→ **DIRECTIVE 1**
From the article on Busan National University of Education, return the stretch from "The school was" through "established in 1996.", copied word for word.

→ **PASSAGE TO READ**
_____
Busan National University of Education
- Type: Public
- Established: 1946; 80 years ago
- President: Yun-Su Ha (the 6th President)
- Undergraduates: 1,762
- Postgraduates: 565
- Location: Busan, South Korea 35°11′46″N 129°04′30″E﻿ / ﻿35.195993°N 129.074894°E
- Website: https://eng.bnue.ac.kr/

= Busan National University of Education =

University

The Busan National University of Education is a government-supported institution which provides training for future public-school teachers in South Korea. The campus is located in the Yeonje-gu district of Busan Metropolitan City. The university offers graduate and undergraduate programs, and enrolls 1,762 undergraduate and 565 graduate students. A primary-level lab school with an enrollment of 768 students is located on the campus. The university's current president, its third, is Sung-Taek Park.

==Academic departments==
===Undergraduate===
- Education
- Ethics education
- Korean language education
- Social studies education
- Mathematics education
- Science education
- Physical education
- Music education
- Fine arts education
- Practical arts education
- Early childhood education
- English education
- Computer education

==History==

The school was established shortly after national liberation, on September 2, 1946. At the time it was known as Busan Normal School (부산사범학교) and provided training for elementary-school teachers. It was expanded to cover secondary teachers in 1955, and became Busan Teachers' College. In 1961, it was reorganized and renamed as Busan National College of Education. It became a four-year college in 1981, and a university in 1993. The graduate school was established in 1996.
_____
→ **DIRECTIVE 2**
Report every line in the listing below that contains the string "graphic", matching case exactly.
_____
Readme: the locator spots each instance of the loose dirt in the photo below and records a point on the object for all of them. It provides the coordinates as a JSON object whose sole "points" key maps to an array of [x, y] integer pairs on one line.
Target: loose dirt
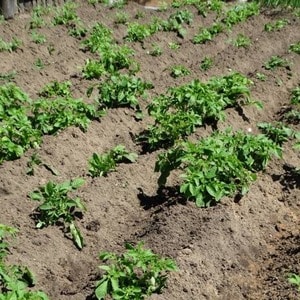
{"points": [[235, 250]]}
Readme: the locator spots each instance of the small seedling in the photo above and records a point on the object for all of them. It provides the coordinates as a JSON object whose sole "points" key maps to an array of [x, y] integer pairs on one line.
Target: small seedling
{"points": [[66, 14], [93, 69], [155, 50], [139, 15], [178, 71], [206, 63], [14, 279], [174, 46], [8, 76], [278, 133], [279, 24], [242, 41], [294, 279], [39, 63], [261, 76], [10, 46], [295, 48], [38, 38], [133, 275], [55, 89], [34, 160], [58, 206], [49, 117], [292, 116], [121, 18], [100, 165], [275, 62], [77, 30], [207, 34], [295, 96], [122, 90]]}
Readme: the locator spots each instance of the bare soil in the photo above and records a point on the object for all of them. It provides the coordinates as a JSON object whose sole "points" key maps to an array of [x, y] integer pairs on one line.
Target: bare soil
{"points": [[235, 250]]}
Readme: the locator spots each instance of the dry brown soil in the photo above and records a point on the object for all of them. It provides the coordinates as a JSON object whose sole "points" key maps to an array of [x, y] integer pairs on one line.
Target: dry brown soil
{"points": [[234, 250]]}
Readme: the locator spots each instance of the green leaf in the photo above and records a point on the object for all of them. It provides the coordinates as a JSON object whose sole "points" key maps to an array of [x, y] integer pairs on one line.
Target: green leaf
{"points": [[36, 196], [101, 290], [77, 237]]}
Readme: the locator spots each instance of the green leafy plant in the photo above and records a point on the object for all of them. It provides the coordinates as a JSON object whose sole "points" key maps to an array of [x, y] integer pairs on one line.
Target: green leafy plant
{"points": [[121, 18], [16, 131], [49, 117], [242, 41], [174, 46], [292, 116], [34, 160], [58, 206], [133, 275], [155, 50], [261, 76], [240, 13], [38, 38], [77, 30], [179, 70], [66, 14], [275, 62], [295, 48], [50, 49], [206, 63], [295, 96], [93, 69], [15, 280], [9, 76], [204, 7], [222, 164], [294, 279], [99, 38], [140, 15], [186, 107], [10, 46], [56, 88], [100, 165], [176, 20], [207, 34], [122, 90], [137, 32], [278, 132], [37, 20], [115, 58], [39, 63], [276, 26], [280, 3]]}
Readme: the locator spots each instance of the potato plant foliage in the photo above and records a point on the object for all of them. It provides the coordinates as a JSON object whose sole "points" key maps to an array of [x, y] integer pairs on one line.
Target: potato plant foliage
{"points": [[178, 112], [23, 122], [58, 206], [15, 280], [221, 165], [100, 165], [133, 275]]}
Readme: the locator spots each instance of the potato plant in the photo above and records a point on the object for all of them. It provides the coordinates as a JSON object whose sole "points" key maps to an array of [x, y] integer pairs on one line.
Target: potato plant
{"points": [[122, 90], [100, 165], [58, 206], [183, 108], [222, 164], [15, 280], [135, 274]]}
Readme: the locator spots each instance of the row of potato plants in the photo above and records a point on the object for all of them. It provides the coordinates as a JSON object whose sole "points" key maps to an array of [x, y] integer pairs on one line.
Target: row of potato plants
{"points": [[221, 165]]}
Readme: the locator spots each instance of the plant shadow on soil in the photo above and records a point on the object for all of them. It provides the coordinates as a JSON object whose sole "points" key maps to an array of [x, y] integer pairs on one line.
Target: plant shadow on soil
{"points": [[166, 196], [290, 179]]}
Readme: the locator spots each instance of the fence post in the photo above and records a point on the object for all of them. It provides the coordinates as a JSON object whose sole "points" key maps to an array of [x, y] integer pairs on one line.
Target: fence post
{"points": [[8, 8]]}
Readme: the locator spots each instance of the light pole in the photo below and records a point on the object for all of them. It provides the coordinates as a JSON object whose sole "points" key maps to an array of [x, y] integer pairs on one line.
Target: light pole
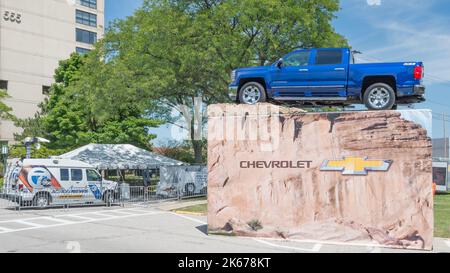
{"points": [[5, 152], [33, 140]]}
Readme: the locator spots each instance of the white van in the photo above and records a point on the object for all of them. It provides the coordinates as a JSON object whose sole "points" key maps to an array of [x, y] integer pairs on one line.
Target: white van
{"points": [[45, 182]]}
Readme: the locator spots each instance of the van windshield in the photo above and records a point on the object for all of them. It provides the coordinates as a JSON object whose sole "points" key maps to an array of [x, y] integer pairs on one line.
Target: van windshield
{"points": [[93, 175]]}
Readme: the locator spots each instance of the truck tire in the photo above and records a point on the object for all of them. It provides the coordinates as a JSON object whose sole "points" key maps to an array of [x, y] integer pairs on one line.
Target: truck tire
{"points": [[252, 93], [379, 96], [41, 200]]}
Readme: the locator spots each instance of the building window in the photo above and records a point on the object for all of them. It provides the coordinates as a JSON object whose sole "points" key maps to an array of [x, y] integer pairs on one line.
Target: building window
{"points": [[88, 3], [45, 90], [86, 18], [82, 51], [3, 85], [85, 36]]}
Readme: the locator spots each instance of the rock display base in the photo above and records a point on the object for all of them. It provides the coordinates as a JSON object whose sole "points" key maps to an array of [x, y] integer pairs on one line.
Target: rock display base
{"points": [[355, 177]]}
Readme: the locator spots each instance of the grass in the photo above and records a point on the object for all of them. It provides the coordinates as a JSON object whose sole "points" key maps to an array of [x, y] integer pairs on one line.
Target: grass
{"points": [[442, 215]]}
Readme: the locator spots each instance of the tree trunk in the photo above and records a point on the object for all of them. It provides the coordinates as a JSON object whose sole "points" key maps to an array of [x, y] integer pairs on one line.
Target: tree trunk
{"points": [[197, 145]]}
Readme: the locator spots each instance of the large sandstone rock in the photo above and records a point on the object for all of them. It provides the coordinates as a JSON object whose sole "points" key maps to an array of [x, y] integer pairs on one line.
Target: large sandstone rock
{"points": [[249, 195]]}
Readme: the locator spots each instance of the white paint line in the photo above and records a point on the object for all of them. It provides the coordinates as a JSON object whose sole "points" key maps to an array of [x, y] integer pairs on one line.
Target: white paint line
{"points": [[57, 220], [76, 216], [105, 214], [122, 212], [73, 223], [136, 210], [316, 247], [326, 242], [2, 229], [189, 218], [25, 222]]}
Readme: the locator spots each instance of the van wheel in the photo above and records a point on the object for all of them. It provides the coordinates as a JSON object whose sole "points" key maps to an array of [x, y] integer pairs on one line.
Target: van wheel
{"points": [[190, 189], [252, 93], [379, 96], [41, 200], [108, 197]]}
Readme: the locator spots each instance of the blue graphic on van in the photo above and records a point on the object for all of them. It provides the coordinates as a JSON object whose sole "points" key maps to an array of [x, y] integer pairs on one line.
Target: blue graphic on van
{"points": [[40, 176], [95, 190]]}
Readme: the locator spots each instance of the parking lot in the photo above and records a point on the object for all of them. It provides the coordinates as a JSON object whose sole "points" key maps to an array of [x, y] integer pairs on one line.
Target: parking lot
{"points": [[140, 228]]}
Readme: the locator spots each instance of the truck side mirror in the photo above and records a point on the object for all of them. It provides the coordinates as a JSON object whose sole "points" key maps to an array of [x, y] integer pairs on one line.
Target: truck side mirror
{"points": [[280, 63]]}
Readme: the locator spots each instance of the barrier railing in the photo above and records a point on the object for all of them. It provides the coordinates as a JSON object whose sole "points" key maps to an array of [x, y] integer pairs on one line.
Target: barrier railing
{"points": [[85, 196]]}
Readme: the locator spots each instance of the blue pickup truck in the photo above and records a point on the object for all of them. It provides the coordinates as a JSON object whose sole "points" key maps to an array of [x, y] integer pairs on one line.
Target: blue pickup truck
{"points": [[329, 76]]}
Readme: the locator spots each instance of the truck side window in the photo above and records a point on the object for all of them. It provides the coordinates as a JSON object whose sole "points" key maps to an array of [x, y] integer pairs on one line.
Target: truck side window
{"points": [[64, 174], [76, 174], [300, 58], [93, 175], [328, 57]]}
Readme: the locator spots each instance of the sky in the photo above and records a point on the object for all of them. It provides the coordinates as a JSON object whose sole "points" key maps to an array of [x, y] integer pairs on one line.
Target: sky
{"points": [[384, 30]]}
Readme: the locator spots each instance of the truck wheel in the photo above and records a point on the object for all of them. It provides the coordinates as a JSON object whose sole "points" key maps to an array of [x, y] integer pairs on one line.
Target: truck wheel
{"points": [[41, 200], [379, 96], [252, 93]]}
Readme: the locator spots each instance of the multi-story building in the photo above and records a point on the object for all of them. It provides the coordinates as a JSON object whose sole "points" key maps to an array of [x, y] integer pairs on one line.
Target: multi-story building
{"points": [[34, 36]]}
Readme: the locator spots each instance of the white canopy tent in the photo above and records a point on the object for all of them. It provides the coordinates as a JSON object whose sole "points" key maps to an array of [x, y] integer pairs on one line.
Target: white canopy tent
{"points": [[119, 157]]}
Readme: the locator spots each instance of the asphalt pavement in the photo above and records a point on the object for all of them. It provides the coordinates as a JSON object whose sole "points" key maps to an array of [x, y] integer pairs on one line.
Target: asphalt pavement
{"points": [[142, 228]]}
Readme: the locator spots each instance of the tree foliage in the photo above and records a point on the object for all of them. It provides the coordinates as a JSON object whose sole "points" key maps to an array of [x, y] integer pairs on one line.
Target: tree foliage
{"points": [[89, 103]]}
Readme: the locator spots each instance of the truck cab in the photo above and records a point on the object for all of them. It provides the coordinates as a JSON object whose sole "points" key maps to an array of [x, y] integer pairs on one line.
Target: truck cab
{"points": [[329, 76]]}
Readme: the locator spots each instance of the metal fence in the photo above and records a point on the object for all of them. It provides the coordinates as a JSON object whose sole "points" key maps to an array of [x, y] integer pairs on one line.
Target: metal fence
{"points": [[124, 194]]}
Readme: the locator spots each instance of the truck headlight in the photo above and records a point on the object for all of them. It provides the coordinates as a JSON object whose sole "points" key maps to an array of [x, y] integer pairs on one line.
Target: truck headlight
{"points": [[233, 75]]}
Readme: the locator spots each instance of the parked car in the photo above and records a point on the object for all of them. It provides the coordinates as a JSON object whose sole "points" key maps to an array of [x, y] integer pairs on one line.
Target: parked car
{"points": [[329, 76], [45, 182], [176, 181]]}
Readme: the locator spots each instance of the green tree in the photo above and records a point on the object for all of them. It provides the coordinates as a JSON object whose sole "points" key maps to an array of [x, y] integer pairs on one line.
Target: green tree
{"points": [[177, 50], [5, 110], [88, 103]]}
_____
→ **EXERCISE ANSWER 1**
The school was established shortly after national liberation, on September 2, 1946. At the time it was known as Busan Normal School (부산사범학교) and provided training for elementary-school teachers. It was expanded to cover secondary teachers in 1955, and became Busan Teachers' College. In 1961, it was reorganized and renamed as Busan National College of Education. It became a four-year college in 1981, and a university in 1993. The graduate school was established in 1996.

→ **EXERCISE ANSWER 2**
Readme: the locator spots each instance of the blue graphic on van in the photo above and records a point on the object for all of them. It provides the coordinates as a JSON object whose sole "points" key maps to an array of [x, y] integer pairs on one line.
Target: blue graphic on van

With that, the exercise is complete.